What to work on » Without the pictures, repeat all of the data exactly as it appears below.

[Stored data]
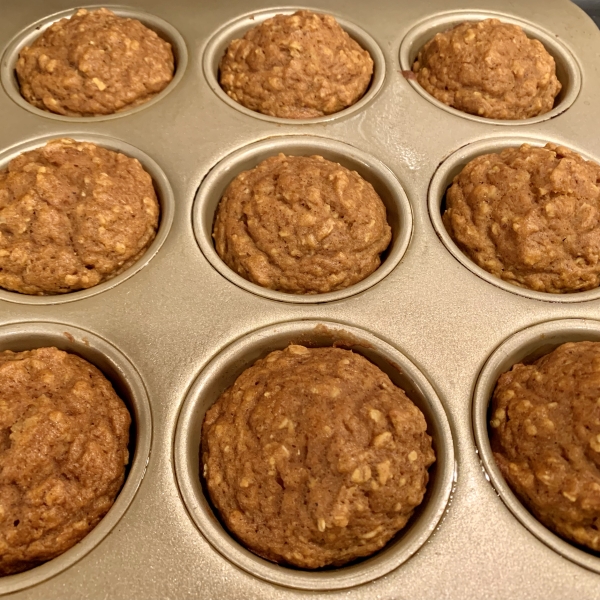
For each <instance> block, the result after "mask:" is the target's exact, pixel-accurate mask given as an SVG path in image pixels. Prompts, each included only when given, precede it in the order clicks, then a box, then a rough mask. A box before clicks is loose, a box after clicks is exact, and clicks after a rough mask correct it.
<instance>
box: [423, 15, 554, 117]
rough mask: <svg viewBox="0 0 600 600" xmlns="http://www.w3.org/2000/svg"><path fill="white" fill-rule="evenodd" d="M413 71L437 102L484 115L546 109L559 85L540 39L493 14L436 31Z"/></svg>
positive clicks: (520, 112)
mask: <svg viewBox="0 0 600 600" xmlns="http://www.w3.org/2000/svg"><path fill="white" fill-rule="evenodd" d="M413 71H414V73H415V74H416V78H417V81H418V82H419V84H420V85H421V86H422V87H423V89H424V90H425V91H426V92H428V93H430V94H431V95H432V96H433V97H434V98H437V99H438V100H439V101H440V102H443V103H444V104H447V105H448V106H452V107H453V108H456V109H458V110H462V111H463V112H466V113H470V114H472V115H478V116H480V117H487V118H489V119H528V118H530V117H535V116H537V115H542V114H544V113H547V112H548V111H549V110H551V109H552V107H553V106H554V98H555V97H556V96H557V95H558V93H559V92H560V90H561V87H562V86H561V84H560V82H559V81H558V79H557V78H556V66H555V63H554V58H552V56H550V54H548V52H547V50H546V49H545V48H544V46H543V45H542V44H541V42H539V41H538V40H532V39H530V38H528V37H527V36H526V35H525V33H524V32H523V30H522V29H521V28H520V27H519V26H517V25H510V24H509V23H502V22H500V21H498V19H486V20H485V21H479V22H478V23H461V24H460V25H457V26H456V27H454V28H452V29H450V30H449V31H445V32H443V33H438V34H436V35H435V37H434V38H433V39H432V40H430V41H429V42H427V43H426V44H425V46H423V48H422V49H421V50H420V51H419V55H418V57H417V60H416V61H415V63H414V65H413Z"/></svg>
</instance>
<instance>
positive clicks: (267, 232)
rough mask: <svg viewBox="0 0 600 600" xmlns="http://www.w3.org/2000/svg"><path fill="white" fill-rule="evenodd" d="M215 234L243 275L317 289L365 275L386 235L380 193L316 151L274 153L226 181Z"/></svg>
mask: <svg viewBox="0 0 600 600" xmlns="http://www.w3.org/2000/svg"><path fill="white" fill-rule="evenodd" d="M213 237H214V240H215V246H216V249H217V252H218V254H219V256H220V257H221V258H222V259H223V261H224V262H225V263H226V264H227V265H228V266H229V267H230V268H231V269H233V270H234V271H235V272H236V273H238V274H239V275H241V276H242V277H244V278H245V279H248V280H249V281H252V282H253V283H256V284H258V285H260V286H263V287H266V288H270V289H273V290H279V291H283V292H289V293H292V294H317V293H325V292H331V291H335V290H341V289H344V288H346V287H348V286H350V285H352V284H354V283H357V282H359V281H362V280H363V279H364V278H365V277H367V276H368V275H370V274H371V273H372V272H373V271H375V270H376V269H377V267H379V265H380V264H381V259H380V254H381V253H382V252H383V251H384V250H385V249H386V248H387V247H388V245H389V243H390V240H391V237H392V236H391V228H390V226H389V225H388V223H387V220H386V210H385V206H384V204H383V202H382V200H381V198H380V197H379V196H378V195H377V193H376V192H375V190H374V189H373V186H372V185H371V184H370V183H368V182H367V181H365V180H364V179H363V178H362V177H361V176H360V175H358V173H356V172H354V171H349V170H348V169H346V168H345V167H342V166H341V165H339V164H337V163H334V162H331V161H328V160H325V159H324V158H323V157H321V156H310V157H305V156H284V155H283V154H279V155H278V156H273V157H271V158H268V159H267V160H265V161H263V162H262V163H260V164H259V165H258V166H257V167H255V168H254V169H252V170H251V171H245V172H243V173H240V174H239V175H238V176H237V177H236V178H235V179H234V180H233V181H232V182H231V184H230V185H229V187H228V188H227V190H226V191H225V193H224V195H223V198H222V199H221V202H220V204H219V207H218V209H217V216H216V219H215V225H214V231H213Z"/></svg>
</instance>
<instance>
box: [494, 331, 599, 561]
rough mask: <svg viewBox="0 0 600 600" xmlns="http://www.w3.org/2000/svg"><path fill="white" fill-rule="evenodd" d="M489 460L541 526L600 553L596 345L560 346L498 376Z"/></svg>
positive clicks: (598, 438) (573, 345)
mask: <svg viewBox="0 0 600 600" xmlns="http://www.w3.org/2000/svg"><path fill="white" fill-rule="evenodd" d="M491 414H492V419H491V421H490V427H491V429H490V431H491V442H492V449H493V451H494V457H495V459H496V462H497V463H498V466H499V467H500V470H501V471H502V475H503V476H504V478H505V479H506V480H507V482H508V483H509V485H510V487H511V488H512V489H513V491H514V492H515V493H516V494H517V496H519V498H520V499H521V501H522V502H523V503H524V504H525V505H526V506H527V507H528V508H529V510H530V511H531V512H532V513H533V514H534V515H535V516H536V517H537V518H538V519H539V520H540V521H541V522H542V523H544V525H546V526H547V527H549V528H550V529H552V530H553V531H555V532H556V533H558V534H559V535H561V536H564V537H566V538H567V539H569V540H572V541H575V542H577V543H578V544H582V545H584V546H588V547H589V548H592V549H593V550H596V551H599V550H600V343H597V342H578V343H569V344H563V345H562V346H560V347H559V348H557V349H556V350H555V351H554V352H551V353H550V354H547V355H546V356H543V357H542V358H540V359H539V360H537V361H536V362H535V363H533V364H531V365H523V364H518V365H515V366H514V367H513V368H512V369H511V370H510V371H508V372H507V373H504V374H503V375H501V376H500V378H499V380H498V385H497V386H496V390H495V391H494V397H493V400H492V412H491Z"/></svg>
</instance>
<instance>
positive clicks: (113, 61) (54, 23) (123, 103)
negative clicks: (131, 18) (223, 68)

Response »
For each <instance> block, the result after "mask:" is the target's exact, pixel-accurate mask given as an SVG path in image pixels. Prompts, each included only when given, precede it in the order clicks, then a box, then a rough mask. A box before clicks is loose, a box after clicks is exact, and clicks after a rough mask correct it.
<instance>
box: [423, 15, 554, 117]
rough mask: <svg viewBox="0 0 600 600" xmlns="http://www.w3.org/2000/svg"><path fill="white" fill-rule="evenodd" d="M413 71L437 102L484 115L546 109L559 85L540 39L493 14L436 31Z"/></svg>
positive clicks: (520, 112)
mask: <svg viewBox="0 0 600 600" xmlns="http://www.w3.org/2000/svg"><path fill="white" fill-rule="evenodd" d="M413 71H414V73H415V74H416V78H417V81H418V82H419V84H420V85H421V86H422V87H423V89H424V90H425V91H426V92H428V93H430V94H431V95H432V96H433V97H434V98H437V99H438V100H439V101H440V102H443V103H444V104H447V105H448V106H452V107H453V108H456V109H458V110H462V111H463V112H466V113H470V114H472V115H478V116H480V117H487V118H489V119H528V118H530V117H535V116H537V115H542V114H544V113H547V112H548V111H549V110H551V109H552V107H553V106H554V98H555V97H556V96H557V95H558V93H559V92H560V90H561V87H562V86H561V84H560V82H559V81H558V79H557V78H556V66H555V63H554V58H552V56H550V54H548V52H547V50H546V49H545V48H544V46H543V45H542V44H541V42H539V41H538V40H532V39H530V38H528V37H527V36H526V35H525V33H524V32H523V30H522V29H521V28H520V27H519V26H517V25H510V24H509V23H502V22H500V21H498V19H486V20H485V21H479V22H478V23H461V24H460V25H457V26H456V27H454V28H452V29H450V30H449V31H445V32H443V33H438V34H436V35H435V37H434V38H433V39H432V40H430V41H429V42H427V43H426V44H425V46H423V48H422V49H421V50H420V51H419V55H418V57H417V60H416V61H415V63H414V65H413Z"/></svg>
</instance>
<instance>
positive clicks: (267, 232)
rough mask: <svg viewBox="0 0 600 600" xmlns="http://www.w3.org/2000/svg"><path fill="white" fill-rule="evenodd" d="M215 234L243 275L317 289L365 275L386 235L380 193L316 151L274 153L226 181Z"/></svg>
mask: <svg viewBox="0 0 600 600" xmlns="http://www.w3.org/2000/svg"><path fill="white" fill-rule="evenodd" d="M213 237H214V240H215V246H216V249H217V252H218V254H219V256H220V257H221V258H222V259H223V261H224V262H225V263H226V264H227V265H228V266H229V267H230V268H231V269H233V270H234V271H235V272H236V273H238V274H239V275H241V276H242V277H244V278H245V279H248V280H249V281H252V282H253V283H256V284H258V285H260V286H263V287H266V288H270V289H273V290H279V291H283V292H289V293H292V294H317V293H325V292H331V291H335V290H341V289H344V288H346V287H348V286H350V285H352V284H354V283H357V282H359V281H362V280H363V279H364V278H365V277H367V276H368V275H370V274H371V273H372V272H373V271H375V270H376V269H377V267H379V265H380V264H381V259H380V254H381V253H382V252H383V251H384V250H385V249H386V248H387V247H388V245H389V243H390V240H391V237H392V236H391V228H390V226H389V225H388V223H387V220H386V210H385V206H384V204H383V202H382V200H381V198H380V197H379V196H378V195H377V193H376V192H375V190H374V189H373V186H372V185H371V184H370V183H368V182H367V181H365V180H364V179H363V178H362V177H361V176H360V175H358V173H356V172H354V171H349V170H348V169H346V168H345V167H342V166H341V165H339V164H337V163H334V162H331V161H328V160H325V159H324V158H323V157H321V156H310V157H305V156H284V155H283V154H279V155H278V156H273V157H271V158H268V159H267V160H265V161H263V162H262V163H260V164H259V165H258V166H257V167H255V168H254V169H252V170H251V171H245V172H243V173H240V174H239V175H238V176H237V177H236V178H235V179H234V180H233V181H232V182H231V184H230V185H229V187H228V188H227V190H226V191H225V193H224V195H223V198H222V199H221V202H220V204H219V207H218V209H217V216H216V219H215V225H214V231H213Z"/></svg>
</instance>
<instance>
box: [494, 331, 599, 561]
rough mask: <svg viewBox="0 0 600 600" xmlns="http://www.w3.org/2000/svg"><path fill="white" fill-rule="evenodd" d="M489 460L541 526L600 553L596 345L560 346L498 376Z"/></svg>
positive clicks: (598, 438) (573, 345)
mask: <svg viewBox="0 0 600 600" xmlns="http://www.w3.org/2000/svg"><path fill="white" fill-rule="evenodd" d="M491 414H492V419H491V421H490V427H491V429H490V431H491V442H492V449H493V451H494V457H495V459H496V462H497V463H498V466H499V467H500V470H501V471H502V475H503V476H504V478H505V479H506V480H507V482H508V483H509V485H510V487H511V488H512V489H513V491H514V492H515V493H516V494H517V496H519V498H520V499H521V501H522V502H523V503H524V504H525V505H526V506H527V507H528V508H529V510H530V511H531V512H532V513H533V514H534V515H535V516H536V517H537V518H538V519H539V520H540V521H541V522H542V523H544V525H546V526H547V527H549V528H550V529H552V530H553V531H555V532H556V533H558V534H559V535H561V536H564V537H566V538H567V539H569V540H572V541H575V542H577V543H578V544H582V545H584V546H588V547H589V548H592V549H593V550H596V551H599V550H600V343H597V342H578V343H569V344H563V345H562V346H560V347H559V348H557V349H556V350H555V351H554V352H551V353H550V354H547V355H546V356H543V357H542V358H540V359H539V360H537V361H536V362H535V363H533V364H531V365H523V364H518V365H515V366H514V367H513V368H512V369H511V370H510V371H508V372H507V373H504V374H503V375H501V376H500V378H499V380H498V385H497V386H496V390H495V391H494V397H493V400H492V412H491Z"/></svg>
</instance>
<instance>
positive clicks: (113, 61) (54, 23) (123, 103)
negative clicks: (131, 18) (223, 68)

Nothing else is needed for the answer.